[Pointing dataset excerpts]

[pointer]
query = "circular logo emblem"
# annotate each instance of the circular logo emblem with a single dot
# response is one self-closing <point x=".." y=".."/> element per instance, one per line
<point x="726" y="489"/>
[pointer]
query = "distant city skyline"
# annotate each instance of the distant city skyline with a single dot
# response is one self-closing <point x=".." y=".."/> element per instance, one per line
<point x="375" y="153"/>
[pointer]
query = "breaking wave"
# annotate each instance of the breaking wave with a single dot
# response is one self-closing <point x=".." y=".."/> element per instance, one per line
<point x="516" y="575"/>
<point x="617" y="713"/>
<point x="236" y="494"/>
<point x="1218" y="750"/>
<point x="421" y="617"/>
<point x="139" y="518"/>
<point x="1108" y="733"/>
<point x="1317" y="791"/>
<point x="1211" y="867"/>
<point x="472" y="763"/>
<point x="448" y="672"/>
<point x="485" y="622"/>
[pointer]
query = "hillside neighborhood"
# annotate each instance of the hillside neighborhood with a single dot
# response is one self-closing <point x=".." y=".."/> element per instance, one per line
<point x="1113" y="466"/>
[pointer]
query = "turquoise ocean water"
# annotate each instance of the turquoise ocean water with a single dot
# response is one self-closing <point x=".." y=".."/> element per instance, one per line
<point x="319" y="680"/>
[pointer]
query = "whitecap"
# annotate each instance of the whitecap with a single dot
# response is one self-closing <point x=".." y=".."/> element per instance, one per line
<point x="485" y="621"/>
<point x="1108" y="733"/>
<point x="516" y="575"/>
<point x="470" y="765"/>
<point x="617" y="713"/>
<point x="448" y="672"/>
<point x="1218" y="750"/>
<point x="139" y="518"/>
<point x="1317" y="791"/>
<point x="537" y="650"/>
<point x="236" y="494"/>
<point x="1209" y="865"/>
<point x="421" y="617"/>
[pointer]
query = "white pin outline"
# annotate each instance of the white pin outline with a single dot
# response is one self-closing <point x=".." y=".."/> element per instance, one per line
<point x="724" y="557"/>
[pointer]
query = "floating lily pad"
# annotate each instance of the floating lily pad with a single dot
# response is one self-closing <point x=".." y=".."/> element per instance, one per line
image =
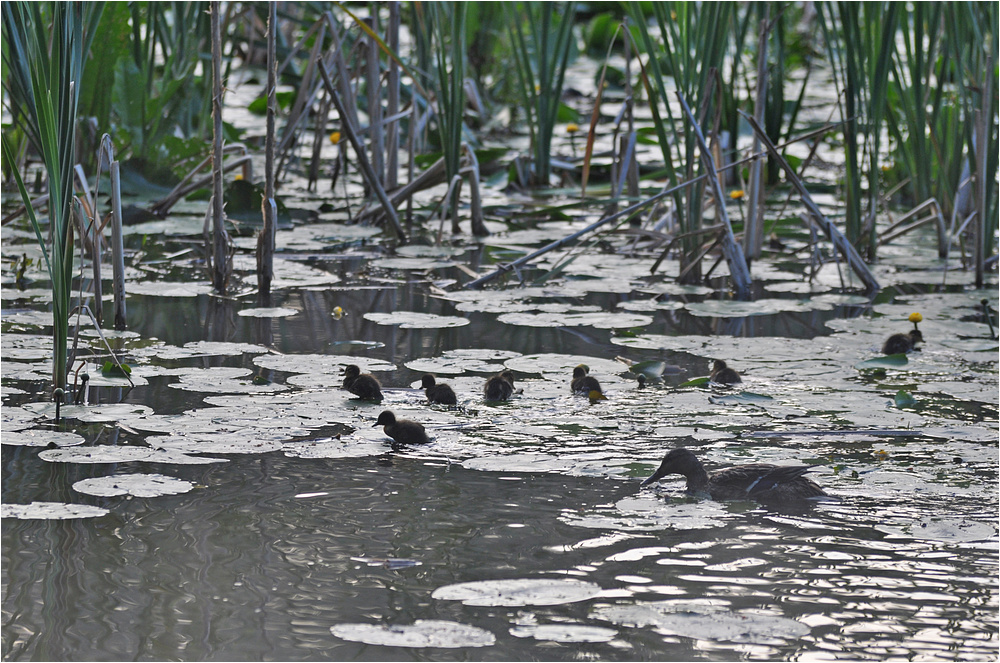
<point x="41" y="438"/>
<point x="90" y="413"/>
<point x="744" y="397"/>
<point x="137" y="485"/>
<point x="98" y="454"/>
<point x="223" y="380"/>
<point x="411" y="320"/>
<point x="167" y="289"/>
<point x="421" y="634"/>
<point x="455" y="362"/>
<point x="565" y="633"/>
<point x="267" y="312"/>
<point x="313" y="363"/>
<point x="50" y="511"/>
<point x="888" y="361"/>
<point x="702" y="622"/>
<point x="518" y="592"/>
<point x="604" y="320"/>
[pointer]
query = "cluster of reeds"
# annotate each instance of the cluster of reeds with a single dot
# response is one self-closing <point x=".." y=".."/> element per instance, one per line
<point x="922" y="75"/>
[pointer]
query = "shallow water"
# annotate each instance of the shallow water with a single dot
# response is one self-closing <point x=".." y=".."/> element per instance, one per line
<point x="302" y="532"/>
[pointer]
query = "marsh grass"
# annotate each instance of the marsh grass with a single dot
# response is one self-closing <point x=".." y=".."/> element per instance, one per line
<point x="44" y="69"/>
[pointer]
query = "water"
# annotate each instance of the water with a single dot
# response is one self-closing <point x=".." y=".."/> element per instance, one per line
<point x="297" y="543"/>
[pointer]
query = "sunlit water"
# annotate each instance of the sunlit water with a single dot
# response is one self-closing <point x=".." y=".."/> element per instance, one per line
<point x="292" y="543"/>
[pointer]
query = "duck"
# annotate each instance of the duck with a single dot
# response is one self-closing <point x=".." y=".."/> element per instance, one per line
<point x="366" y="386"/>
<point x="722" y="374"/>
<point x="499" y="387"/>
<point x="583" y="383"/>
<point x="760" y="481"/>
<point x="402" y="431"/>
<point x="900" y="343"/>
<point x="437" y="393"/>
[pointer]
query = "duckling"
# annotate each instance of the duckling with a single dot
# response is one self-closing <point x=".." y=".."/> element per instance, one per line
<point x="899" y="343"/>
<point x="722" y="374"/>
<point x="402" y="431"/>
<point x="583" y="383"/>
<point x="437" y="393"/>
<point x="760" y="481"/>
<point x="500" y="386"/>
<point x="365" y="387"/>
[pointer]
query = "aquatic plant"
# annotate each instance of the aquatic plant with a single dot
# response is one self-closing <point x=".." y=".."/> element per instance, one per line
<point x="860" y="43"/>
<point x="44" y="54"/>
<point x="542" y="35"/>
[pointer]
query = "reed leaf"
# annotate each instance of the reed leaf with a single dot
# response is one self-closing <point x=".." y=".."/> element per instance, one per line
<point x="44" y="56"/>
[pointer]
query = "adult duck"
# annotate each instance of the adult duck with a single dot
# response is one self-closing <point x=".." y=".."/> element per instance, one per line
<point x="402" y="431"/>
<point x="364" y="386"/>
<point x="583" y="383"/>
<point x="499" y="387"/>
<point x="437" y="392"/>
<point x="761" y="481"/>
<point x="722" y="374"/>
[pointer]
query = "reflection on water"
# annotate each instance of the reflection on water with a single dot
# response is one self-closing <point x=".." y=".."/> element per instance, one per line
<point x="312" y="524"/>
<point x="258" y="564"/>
--
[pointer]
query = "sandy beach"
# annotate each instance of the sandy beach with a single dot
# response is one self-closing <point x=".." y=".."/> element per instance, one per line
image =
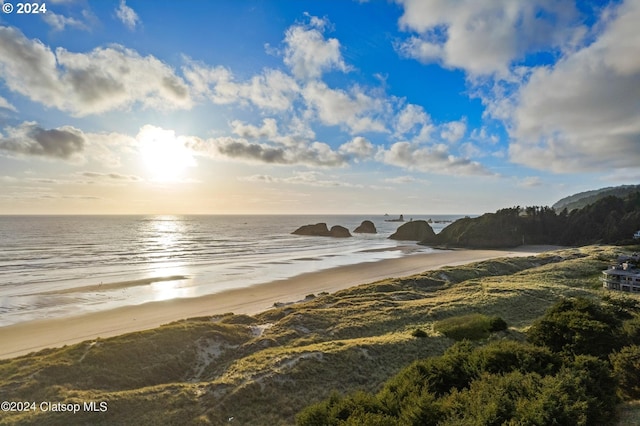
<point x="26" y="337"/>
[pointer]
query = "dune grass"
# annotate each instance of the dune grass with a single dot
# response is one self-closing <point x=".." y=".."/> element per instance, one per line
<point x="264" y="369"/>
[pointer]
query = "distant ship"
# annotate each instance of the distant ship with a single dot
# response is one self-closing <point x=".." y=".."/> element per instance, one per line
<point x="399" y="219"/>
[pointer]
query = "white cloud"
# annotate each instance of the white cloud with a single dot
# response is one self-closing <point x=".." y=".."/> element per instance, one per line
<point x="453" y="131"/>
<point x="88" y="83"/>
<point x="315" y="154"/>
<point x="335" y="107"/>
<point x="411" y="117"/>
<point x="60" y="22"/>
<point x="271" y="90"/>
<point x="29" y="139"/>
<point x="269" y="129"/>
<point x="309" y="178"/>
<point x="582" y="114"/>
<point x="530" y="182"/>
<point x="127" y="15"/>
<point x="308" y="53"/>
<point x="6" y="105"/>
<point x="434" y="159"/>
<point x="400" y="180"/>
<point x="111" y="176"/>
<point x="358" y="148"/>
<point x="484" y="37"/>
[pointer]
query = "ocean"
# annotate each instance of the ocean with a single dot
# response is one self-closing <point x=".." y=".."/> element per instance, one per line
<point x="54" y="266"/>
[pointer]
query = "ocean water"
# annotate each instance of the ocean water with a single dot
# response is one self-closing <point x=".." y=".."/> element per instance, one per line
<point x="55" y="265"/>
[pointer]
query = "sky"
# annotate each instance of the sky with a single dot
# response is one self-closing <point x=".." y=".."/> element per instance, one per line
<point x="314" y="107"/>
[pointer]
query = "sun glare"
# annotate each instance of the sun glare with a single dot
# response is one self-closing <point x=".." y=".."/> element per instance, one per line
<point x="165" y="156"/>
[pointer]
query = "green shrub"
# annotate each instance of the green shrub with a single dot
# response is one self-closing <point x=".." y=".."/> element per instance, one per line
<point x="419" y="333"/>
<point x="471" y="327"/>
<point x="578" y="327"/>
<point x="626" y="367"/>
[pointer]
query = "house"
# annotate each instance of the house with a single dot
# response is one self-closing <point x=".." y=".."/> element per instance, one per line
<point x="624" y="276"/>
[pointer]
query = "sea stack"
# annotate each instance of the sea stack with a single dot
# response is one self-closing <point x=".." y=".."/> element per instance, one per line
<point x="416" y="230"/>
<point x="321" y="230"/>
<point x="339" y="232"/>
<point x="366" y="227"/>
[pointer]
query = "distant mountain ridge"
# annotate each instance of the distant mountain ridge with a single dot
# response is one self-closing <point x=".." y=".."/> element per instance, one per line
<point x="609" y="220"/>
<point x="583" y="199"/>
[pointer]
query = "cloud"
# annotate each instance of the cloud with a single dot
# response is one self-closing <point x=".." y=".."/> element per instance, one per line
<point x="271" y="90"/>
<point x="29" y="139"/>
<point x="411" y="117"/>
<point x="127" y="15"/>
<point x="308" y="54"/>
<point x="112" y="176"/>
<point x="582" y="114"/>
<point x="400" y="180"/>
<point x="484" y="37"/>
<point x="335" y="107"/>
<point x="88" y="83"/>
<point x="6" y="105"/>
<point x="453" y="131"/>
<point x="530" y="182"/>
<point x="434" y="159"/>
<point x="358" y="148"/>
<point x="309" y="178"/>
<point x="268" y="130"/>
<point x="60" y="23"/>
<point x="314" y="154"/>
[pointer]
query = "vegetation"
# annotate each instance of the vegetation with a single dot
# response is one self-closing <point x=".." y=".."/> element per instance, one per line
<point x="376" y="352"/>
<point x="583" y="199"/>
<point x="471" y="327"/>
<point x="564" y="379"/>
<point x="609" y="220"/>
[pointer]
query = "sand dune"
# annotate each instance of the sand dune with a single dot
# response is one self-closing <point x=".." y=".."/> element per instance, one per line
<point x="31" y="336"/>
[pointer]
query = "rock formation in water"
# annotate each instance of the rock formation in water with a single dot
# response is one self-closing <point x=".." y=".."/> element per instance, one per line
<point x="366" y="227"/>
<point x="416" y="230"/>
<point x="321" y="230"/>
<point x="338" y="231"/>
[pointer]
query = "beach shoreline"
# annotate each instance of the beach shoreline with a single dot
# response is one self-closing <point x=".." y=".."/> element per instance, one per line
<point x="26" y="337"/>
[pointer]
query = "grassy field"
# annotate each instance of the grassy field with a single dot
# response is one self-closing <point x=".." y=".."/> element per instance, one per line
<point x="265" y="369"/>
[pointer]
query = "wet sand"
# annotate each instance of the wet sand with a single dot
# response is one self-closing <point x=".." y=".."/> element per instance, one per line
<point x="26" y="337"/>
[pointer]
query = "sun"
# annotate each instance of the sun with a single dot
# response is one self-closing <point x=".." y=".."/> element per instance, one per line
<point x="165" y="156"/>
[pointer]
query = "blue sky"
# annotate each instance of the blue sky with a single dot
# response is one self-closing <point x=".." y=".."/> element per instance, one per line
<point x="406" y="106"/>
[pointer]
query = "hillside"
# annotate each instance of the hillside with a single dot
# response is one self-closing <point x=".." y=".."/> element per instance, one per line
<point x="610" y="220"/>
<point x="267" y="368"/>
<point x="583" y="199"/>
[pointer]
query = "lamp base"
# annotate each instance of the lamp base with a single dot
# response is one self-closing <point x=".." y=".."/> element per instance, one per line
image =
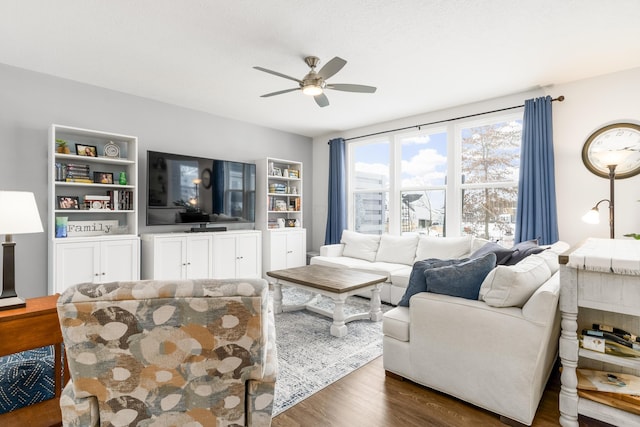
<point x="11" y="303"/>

Given problem – Pull out every line of the records above that contains the word "grassy", and reproduce each one unchanged.

Full answer –
query = "grassy field"
# annotate each instance of the grassy field with a single dot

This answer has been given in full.